*Do this*
Report how many lines in the listing below contain the word "white", giving only the number.

*Exercise material*
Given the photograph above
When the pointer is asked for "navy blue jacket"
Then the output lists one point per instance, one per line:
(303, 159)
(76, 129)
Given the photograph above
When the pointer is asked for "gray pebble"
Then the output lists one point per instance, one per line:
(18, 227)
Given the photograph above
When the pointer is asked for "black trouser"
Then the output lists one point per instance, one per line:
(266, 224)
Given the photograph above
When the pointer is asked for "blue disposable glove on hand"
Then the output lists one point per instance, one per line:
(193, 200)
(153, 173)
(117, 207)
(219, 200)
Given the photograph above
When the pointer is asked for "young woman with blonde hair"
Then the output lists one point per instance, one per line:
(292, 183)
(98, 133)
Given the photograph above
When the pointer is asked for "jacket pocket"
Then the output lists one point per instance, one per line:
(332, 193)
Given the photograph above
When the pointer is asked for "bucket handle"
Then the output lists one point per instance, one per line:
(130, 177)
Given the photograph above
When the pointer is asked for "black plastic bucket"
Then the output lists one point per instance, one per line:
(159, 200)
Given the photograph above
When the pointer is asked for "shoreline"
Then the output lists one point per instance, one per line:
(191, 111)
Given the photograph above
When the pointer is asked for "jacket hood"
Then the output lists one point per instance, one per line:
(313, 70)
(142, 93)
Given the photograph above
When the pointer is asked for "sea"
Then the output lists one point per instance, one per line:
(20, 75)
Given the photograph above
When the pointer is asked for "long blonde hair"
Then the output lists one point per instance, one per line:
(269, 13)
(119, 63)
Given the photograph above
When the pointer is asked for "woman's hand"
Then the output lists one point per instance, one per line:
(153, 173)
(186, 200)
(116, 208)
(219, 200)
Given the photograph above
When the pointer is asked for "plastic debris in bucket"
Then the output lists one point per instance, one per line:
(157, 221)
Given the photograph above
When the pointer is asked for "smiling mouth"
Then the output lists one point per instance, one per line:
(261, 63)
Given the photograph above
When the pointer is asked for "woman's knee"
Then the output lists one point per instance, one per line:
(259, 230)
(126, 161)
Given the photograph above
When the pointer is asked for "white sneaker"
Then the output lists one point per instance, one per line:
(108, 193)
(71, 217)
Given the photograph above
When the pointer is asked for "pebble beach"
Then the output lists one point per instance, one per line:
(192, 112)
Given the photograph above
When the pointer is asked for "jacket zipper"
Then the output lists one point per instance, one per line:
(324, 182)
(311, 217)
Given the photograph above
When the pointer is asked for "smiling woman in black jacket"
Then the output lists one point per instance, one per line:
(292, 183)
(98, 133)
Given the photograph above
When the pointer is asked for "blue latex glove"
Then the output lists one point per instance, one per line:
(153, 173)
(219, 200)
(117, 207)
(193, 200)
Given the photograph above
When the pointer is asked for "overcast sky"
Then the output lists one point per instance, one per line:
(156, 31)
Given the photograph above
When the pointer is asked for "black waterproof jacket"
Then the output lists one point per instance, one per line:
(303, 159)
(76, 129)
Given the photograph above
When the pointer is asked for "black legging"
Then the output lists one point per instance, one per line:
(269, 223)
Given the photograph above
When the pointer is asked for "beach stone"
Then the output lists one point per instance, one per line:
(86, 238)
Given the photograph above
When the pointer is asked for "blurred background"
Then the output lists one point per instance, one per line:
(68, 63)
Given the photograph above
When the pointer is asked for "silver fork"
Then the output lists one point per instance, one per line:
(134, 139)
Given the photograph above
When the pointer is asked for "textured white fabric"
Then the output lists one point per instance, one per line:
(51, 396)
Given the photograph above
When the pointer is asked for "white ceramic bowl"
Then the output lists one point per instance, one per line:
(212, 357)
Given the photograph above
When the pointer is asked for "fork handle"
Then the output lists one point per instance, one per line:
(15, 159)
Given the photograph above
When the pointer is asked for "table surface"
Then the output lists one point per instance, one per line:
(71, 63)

*Result of the task*
3